▶ [ASSIGNMENT]
Below are some entries; state how many of their lines contain the word "toilet", with nothing else in the reply.

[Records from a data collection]
■ ■ ■ ■
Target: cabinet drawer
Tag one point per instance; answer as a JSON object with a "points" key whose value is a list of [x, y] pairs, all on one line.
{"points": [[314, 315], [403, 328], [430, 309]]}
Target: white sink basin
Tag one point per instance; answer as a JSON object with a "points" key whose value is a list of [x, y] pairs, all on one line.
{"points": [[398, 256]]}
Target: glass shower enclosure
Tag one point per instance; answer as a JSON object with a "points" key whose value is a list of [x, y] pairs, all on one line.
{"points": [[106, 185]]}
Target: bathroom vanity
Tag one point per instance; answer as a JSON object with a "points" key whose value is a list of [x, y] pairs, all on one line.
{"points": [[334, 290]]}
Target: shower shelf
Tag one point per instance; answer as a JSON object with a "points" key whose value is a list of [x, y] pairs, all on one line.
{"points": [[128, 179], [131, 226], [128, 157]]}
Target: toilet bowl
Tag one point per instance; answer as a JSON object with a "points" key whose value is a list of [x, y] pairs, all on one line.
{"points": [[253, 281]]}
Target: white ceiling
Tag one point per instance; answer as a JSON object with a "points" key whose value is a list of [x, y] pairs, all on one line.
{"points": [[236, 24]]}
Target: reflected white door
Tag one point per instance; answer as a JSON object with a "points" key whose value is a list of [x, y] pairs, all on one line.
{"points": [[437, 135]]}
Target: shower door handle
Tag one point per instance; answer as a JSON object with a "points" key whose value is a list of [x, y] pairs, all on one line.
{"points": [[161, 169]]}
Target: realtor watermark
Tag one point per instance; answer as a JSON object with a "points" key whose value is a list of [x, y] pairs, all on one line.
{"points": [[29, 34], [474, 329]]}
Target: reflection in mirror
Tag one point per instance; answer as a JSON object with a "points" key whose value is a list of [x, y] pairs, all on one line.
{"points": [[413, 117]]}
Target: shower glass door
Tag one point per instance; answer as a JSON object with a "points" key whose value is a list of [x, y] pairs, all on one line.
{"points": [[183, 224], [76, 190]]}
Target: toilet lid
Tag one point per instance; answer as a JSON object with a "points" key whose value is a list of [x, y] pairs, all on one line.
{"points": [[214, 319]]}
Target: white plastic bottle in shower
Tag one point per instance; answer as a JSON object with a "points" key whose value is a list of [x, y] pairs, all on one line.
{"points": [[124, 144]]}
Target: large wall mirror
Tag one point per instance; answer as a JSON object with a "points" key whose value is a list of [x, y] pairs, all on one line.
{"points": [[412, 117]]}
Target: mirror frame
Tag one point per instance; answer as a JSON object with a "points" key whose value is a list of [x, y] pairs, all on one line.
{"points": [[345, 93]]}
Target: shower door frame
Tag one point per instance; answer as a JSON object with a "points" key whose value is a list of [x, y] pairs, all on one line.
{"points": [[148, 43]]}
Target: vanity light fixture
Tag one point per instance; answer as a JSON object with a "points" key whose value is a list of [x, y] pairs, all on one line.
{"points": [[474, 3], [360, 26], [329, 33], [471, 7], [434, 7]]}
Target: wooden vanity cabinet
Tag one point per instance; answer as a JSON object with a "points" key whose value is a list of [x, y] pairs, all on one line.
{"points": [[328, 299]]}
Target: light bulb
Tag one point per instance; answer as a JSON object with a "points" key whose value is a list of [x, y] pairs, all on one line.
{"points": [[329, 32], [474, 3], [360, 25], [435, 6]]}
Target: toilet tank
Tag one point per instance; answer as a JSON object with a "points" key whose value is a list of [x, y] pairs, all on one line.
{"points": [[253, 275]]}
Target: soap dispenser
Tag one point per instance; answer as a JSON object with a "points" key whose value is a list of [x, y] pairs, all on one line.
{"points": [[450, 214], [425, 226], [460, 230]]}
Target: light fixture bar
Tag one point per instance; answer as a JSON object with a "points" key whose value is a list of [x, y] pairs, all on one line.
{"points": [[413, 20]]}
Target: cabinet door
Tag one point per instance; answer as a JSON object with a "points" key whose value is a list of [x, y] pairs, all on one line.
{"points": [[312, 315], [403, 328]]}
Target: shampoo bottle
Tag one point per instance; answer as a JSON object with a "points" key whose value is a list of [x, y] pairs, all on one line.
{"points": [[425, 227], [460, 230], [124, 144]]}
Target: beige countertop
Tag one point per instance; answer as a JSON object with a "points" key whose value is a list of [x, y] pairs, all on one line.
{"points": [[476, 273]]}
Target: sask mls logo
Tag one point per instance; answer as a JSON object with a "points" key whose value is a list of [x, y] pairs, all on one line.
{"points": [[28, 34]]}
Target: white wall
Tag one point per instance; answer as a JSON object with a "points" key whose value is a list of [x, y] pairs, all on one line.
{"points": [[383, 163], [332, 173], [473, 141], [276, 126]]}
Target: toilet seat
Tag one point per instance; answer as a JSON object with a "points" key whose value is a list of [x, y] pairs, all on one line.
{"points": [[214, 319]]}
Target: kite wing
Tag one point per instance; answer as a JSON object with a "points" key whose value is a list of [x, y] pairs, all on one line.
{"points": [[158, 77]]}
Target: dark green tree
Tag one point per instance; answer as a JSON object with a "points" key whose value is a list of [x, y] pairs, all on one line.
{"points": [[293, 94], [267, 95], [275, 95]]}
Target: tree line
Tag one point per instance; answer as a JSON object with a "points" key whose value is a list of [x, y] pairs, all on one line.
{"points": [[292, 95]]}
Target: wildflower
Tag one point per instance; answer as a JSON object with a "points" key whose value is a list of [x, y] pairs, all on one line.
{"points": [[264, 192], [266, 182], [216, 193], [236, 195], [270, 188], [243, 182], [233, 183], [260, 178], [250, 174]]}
■ ■ ■ ■
▶ [ANSWER AREA]
4